▶ **EXERCISE DIRECTIONS**: Transcribe the section of the focus prosody passage that begins at the words "1.2. Cross-Linguistic Influences" and ends after "be better predicted.".

▶ **EXCERPT**:
════════

As an integral part of L2 phonology, focus prosody can mark language focus meaning effectively, in addition to morphological and syntactic means. A universal tendency across world languages associates prosodic prominence with a high tone. However, English focus in interrogative environments is distinctive, since it is realized through an L* tone aligned with the focused element, followed by a high, toneless pitch plateau in the post-focus region. To convey focus meaning, the focused part is always pitch accented, and the post-focus part is deaccented and dephrased [17,18]. That is, for example, in the yes–no question “Do YOU like horror movies?”, L* is always aligned with the stressed syllable “YOU” in the focused constituent, and the post-focus parts “like horror movies” are deaccented and realized with a high pitch plateau H-H% (see Figure 1).
Unlike in English, intonational prominence in Mandarin is conveyed through an expansion of the pitch range in the focused region and a compression of the pitch range in the post-focus region, while preserving the underlying tonal contour [15]. In terms of phonetic implementation, when on-focus syllables are realized longer and louder, their post-focus pitch contours are largely determined by the lexical tones, with pitch-range compression until the last syllable [19,20]. Specifically, in interrogative sentences, unlike the high plateau (H-) in English, the post-focus regions in Mandarin remain globally low until the final syllable, which is typically realized as a rise with the boundary tone H% (see Figure 2).
In summary, the cross-linguistic comparison between English and Mandarin interrogative focus prosody can be effectively conducted by analyzing both the phonological representations and their phonetic realizations with the AM model of intonation. More importantly, both on-focus pitch accent L* and post-focus edge tones H-H% in the interrogative intonational settings can be examined within this universal theoretical framework of intonation.

1.2. Cross-Linguistic Influences on L2 Interrogative Focus Prosody Development

As seen in the existing L2 speech learning models, such as the Perceptual Assimilation Model (PAM [21,22,23]) and the Speech Learning model (SLM [24,25]), the degree of cross-linguistic similarity has long been a key issue in predicting the difficulty of L2 learning. However, in comparison to segments, it is much more complicated to determine the degree of cross-linguistic similarities in speech prosody, not least because of various theoretical assumptions. By adopting the AM model of intonation, Mennen [26] proposed a working model of L2 intonation learning, the L2 Intonation Learning theory (LILt), which suggests comparing intonation systems along four dimensions: systematic, realizational, semantic, and frequency. With this framework, L2 learning difficulties in prosody can be better predicted.

════════

▶ **DATA SHOWN**:

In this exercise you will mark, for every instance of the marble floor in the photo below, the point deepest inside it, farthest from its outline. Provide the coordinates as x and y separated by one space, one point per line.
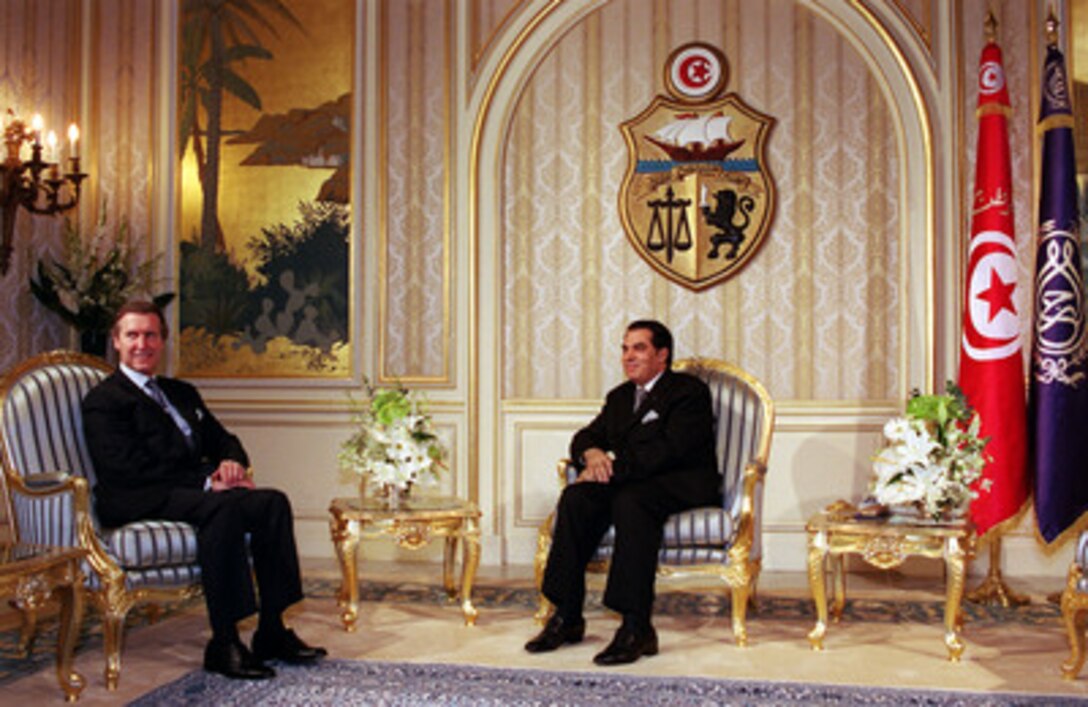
1009 657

════════

▶ **FULL OUTPUT**:
1.2. Cross-Linguistic Influences on L2 Interrogative Focus Prosody Development

As seen in the existing L2 speech learning models, such as the Perceptual Assimilation Model (PAM [21,22,23]) and the Speech Learning model (SLM [24,25]), the degree of cross-linguistic similarity has long been a key issue in predicting the difficulty of L2 learning. However, in comparison to segments, it is much more complicated to determine the degree of cross-linguistic similarities in speech prosody, not least because of various theoretical assumptions. By adopting the AM model of intonation, Mennen [26] proposed a working model of L2 intonation learning, the L2 Intonation Learning theory (LILt), which suggests comparing intonation systems along four dimensions: systematic, realizational, semantic, and frequency. With this framework, L2 learning difficulties in prosody can be better predicted.